Records supplied.
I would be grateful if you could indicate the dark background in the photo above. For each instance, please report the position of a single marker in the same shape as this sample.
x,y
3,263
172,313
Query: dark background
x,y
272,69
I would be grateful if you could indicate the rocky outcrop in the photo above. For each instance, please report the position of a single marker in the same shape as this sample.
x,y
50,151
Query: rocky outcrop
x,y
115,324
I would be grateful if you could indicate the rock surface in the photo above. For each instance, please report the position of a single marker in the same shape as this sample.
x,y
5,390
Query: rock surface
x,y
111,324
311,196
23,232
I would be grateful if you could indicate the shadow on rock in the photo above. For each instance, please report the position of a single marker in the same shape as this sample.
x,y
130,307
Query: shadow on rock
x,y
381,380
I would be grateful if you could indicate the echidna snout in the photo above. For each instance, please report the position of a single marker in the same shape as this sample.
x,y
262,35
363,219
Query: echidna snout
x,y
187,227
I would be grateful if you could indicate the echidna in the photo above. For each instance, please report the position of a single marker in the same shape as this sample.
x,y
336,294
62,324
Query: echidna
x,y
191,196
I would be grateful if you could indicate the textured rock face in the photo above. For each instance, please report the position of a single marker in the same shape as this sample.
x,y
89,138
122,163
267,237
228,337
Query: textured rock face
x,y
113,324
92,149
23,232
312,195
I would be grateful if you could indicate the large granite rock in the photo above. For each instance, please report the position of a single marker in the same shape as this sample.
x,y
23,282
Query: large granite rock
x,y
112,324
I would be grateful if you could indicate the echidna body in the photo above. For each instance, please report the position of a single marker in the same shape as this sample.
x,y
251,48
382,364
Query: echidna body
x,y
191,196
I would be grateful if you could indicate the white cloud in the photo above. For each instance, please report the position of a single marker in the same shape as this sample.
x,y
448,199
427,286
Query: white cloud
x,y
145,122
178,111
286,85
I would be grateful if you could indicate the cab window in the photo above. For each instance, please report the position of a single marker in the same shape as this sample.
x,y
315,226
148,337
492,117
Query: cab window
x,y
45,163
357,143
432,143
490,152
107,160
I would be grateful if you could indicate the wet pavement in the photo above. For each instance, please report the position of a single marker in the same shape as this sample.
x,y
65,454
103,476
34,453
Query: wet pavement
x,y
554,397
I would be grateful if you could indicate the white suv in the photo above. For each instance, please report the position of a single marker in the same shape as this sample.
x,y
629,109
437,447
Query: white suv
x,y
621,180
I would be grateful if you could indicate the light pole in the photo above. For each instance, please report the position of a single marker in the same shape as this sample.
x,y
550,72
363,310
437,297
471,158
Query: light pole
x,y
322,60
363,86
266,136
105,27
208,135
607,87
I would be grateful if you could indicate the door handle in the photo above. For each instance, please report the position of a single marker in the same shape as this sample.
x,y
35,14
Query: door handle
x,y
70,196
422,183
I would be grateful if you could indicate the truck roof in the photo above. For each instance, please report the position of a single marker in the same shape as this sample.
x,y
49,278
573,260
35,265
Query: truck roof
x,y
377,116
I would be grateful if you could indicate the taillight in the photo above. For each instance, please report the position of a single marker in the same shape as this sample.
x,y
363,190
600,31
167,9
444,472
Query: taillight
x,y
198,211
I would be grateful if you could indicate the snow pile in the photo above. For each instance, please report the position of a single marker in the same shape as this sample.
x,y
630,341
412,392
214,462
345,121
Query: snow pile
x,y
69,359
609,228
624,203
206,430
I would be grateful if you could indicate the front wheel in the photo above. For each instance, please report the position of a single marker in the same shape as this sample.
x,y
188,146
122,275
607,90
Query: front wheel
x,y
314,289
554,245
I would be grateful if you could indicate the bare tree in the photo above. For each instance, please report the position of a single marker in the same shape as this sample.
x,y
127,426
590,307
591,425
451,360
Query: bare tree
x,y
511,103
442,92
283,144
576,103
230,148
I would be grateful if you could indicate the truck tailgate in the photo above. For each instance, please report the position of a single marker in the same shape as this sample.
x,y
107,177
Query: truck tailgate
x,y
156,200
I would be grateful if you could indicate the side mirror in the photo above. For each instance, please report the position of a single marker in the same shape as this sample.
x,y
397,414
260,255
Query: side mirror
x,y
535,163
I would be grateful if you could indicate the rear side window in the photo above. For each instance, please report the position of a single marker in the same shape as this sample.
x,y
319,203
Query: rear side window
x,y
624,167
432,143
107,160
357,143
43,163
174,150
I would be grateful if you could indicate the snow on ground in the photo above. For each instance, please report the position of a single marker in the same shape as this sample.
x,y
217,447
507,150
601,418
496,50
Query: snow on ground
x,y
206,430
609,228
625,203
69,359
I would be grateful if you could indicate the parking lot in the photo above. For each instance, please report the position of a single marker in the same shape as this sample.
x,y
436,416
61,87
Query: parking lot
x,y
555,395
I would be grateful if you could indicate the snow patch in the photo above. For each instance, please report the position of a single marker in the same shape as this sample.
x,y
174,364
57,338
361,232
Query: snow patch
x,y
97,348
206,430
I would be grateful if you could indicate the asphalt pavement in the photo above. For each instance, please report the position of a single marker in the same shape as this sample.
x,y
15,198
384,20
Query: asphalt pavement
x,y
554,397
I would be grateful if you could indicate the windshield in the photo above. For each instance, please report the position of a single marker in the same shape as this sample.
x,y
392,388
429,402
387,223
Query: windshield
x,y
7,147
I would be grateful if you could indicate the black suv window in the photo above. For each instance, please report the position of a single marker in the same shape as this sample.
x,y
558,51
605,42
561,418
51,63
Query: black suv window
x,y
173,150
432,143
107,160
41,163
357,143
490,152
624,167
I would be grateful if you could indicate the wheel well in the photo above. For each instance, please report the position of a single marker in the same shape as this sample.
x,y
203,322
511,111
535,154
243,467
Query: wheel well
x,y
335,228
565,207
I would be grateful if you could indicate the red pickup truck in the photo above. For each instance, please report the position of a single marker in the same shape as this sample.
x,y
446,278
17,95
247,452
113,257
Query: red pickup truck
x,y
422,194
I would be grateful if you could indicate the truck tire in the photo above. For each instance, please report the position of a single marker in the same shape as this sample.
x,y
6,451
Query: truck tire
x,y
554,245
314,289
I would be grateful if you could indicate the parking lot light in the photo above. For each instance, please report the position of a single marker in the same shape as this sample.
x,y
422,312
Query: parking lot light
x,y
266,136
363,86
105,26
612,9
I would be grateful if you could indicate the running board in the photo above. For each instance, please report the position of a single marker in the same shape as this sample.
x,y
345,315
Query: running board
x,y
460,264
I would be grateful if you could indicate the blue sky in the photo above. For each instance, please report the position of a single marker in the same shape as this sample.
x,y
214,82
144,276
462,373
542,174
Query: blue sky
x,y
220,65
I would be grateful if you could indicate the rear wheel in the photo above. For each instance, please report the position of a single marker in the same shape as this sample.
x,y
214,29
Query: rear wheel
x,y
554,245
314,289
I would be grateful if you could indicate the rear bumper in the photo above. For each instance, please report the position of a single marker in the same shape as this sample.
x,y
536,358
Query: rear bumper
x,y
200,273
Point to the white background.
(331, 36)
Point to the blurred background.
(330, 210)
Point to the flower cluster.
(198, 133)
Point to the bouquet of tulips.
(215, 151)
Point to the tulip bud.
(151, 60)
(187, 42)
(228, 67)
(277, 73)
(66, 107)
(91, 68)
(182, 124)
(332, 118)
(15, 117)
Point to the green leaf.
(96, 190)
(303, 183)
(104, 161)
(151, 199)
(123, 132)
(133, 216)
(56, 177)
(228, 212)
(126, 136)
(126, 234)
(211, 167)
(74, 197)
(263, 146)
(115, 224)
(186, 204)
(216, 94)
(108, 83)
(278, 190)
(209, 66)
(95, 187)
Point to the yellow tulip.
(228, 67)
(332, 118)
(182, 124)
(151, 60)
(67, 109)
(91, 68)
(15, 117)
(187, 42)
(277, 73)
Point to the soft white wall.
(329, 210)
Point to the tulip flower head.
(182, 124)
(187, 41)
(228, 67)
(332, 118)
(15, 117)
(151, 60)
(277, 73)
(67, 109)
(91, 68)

Written task.
Extract exactly the lines between the line containing "Point to the blurred background." and the end of the data, including both.

Reply to the task.
Point to the blurred background.
(330, 210)
Point to the flower cluster.
(198, 133)
Point to the bouquet of tulips.
(215, 151)
Point to the tulip bud.
(151, 60)
(187, 42)
(228, 67)
(277, 73)
(66, 107)
(91, 68)
(182, 124)
(332, 118)
(15, 117)
Point to the green leaf.
(96, 190)
(303, 183)
(104, 161)
(151, 199)
(123, 132)
(133, 216)
(56, 177)
(228, 212)
(126, 136)
(126, 234)
(211, 167)
(74, 197)
(263, 146)
(115, 224)
(186, 204)
(216, 94)
(108, 83)
(278, 190)
(209, 66)
(95, 187)
Point to the yellow tulip.
(228, 67)
(332, 118)
(182, 124)
(151, 60)
(67, 109)
(91, 68)
(15, 117)
(187, 42)
(277, 73)
Point to the soft white wall.
(329, 210)
Point to the tulip flower head.
(182, 124)
(187, 41)
(228, 67)
(332, 118)
(15, 117)
(151, 60)
(277, 73)
(67, 109)
(91, 68)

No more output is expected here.